EXERCISE AIM: Return, character for character, the lines from the one bearing "red tile roof." through the end of the material. Omit everything before that line.

DATASET:

........

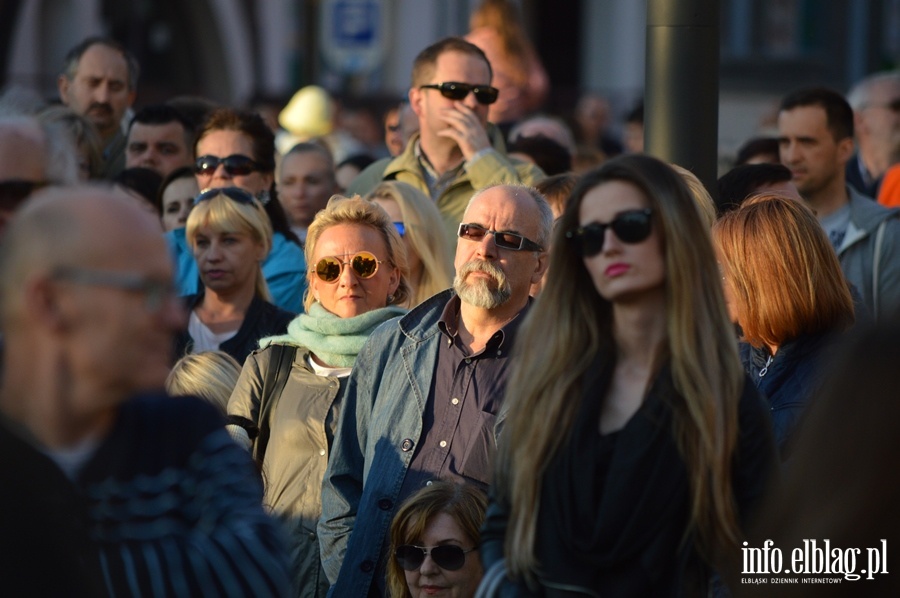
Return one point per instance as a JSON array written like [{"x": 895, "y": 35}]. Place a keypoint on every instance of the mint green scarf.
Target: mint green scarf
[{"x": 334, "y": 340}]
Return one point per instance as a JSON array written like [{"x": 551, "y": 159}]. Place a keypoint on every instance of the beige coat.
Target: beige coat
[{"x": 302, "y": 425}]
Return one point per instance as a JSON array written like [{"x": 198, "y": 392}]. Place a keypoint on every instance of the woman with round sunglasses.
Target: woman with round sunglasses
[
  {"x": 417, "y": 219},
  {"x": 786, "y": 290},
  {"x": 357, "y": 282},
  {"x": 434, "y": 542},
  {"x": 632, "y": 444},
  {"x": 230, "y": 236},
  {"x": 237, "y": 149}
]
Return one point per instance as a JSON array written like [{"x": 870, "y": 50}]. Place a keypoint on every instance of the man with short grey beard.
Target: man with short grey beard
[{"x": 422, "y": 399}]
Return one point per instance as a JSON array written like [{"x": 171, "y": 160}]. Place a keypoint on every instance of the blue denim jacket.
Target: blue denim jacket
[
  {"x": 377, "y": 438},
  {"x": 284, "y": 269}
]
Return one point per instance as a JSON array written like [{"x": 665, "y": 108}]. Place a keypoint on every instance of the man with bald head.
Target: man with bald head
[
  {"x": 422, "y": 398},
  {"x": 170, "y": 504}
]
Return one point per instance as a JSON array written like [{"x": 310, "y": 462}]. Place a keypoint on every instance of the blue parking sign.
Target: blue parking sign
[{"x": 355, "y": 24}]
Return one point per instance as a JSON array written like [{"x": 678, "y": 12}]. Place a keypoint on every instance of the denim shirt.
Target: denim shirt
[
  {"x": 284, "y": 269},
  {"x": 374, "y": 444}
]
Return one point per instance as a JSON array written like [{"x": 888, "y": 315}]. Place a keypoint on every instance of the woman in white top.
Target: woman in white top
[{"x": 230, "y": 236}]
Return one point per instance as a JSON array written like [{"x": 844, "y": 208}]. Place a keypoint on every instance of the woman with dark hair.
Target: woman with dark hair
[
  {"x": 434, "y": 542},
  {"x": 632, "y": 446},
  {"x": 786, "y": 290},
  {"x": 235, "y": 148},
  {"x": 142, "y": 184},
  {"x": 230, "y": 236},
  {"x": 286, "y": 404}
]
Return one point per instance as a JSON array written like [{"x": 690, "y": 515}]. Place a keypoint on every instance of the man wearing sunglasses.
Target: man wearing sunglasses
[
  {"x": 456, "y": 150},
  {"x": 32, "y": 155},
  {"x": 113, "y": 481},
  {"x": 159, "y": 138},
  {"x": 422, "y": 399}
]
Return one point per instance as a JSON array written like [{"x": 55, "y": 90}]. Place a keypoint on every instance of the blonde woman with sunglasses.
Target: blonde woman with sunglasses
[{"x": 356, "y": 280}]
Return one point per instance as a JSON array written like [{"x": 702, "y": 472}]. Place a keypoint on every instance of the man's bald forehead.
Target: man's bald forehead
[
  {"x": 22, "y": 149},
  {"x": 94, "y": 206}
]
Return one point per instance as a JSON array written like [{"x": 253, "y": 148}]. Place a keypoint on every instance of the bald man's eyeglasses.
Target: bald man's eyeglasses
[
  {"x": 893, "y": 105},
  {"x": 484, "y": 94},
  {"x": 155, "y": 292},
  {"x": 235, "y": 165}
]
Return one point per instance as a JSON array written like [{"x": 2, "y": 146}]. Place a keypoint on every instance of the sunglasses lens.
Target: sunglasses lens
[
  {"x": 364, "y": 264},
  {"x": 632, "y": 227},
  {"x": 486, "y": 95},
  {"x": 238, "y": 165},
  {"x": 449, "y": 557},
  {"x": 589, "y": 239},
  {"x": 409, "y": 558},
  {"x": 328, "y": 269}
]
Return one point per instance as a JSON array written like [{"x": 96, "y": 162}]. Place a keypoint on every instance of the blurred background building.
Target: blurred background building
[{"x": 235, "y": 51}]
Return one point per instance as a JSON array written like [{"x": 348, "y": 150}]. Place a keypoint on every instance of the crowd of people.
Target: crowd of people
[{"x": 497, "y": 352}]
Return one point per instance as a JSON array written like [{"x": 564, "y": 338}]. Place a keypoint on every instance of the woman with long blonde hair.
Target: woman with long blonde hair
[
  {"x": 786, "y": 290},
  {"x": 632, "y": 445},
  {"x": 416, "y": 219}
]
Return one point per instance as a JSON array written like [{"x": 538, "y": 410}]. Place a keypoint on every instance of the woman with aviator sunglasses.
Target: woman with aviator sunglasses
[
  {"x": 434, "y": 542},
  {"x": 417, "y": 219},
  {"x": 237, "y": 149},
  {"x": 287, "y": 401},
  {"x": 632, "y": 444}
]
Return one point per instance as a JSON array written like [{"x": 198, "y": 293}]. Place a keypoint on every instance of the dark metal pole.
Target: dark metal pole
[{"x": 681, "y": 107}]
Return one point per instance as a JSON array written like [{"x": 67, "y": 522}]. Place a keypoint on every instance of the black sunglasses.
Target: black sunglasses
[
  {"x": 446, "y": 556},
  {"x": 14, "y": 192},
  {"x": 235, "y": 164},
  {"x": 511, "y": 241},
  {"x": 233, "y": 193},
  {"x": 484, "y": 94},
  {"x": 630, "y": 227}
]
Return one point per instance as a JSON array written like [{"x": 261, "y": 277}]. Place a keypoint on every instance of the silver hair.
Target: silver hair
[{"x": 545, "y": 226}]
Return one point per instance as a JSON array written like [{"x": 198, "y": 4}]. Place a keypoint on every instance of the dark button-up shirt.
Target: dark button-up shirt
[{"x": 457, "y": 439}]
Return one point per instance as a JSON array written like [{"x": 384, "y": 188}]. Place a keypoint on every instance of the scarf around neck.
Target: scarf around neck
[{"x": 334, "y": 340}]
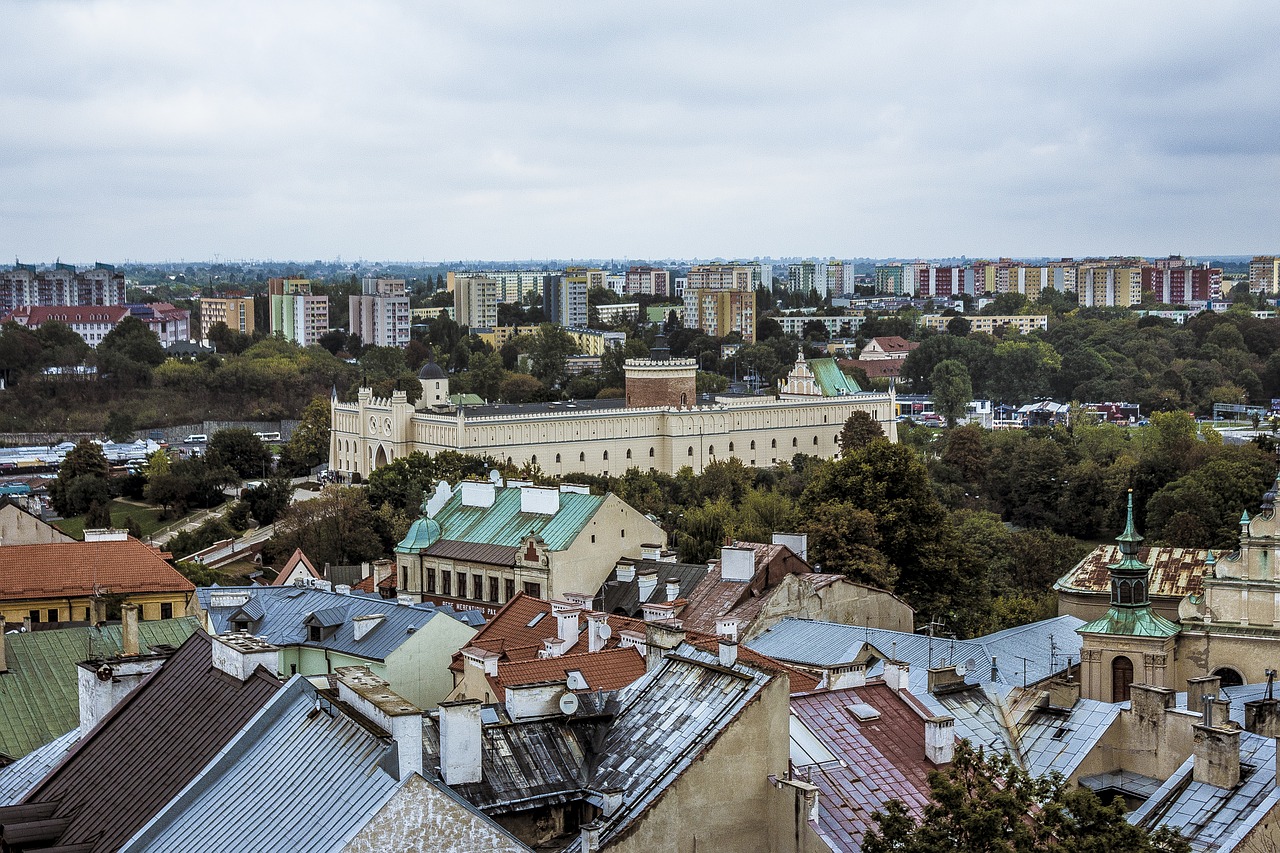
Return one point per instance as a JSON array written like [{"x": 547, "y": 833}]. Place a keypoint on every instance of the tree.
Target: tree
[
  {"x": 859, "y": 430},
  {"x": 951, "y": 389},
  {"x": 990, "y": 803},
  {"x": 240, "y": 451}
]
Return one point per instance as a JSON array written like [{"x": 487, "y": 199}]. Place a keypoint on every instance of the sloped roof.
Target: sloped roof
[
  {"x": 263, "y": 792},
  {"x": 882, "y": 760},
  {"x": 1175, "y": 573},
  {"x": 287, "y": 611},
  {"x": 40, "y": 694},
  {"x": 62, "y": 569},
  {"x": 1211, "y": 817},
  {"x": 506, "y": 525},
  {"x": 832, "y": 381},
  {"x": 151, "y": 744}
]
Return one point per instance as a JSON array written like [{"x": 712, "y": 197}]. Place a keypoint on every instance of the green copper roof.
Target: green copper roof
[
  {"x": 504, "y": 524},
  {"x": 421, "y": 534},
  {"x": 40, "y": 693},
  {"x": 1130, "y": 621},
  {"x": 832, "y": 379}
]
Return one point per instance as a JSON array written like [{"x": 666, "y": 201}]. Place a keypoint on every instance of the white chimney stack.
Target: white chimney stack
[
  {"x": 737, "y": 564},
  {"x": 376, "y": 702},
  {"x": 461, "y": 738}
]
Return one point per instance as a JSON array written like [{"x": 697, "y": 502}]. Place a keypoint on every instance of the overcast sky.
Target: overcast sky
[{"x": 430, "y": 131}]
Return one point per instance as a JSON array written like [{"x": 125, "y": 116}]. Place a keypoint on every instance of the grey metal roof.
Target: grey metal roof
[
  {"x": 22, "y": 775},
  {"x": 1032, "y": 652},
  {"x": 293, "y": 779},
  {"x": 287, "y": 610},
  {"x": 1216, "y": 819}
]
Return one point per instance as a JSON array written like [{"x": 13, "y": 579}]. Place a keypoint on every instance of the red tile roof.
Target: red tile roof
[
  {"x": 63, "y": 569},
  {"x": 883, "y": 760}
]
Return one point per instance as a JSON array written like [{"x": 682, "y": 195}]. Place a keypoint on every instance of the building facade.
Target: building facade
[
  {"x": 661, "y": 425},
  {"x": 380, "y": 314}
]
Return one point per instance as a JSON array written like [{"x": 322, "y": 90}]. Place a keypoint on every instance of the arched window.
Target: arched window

........

RESPONSE TO THE TASK:
Return one point per instance as a JSON array written like [{"x": 13, "y": 579}]. Place a keypoint on every instance of the red tile roof.
Target: red tile roof
[
  {"x": 63, "y": 569},
  {"x": 883, "y": 760}
]
Return one point per instance as a JSON array written like [{"x": 682, "y": 195}]. Place a keypoint on every instance of the building facade.
Target: building facade
[
  {"x": 661, "y": 425},
  {"x": 380, "y": 314}
]
Return one point per instance as a JSON array written like [{"x": 322, "y": 90}]. Place a keypoint on every instance of the arched window.
Target: arched window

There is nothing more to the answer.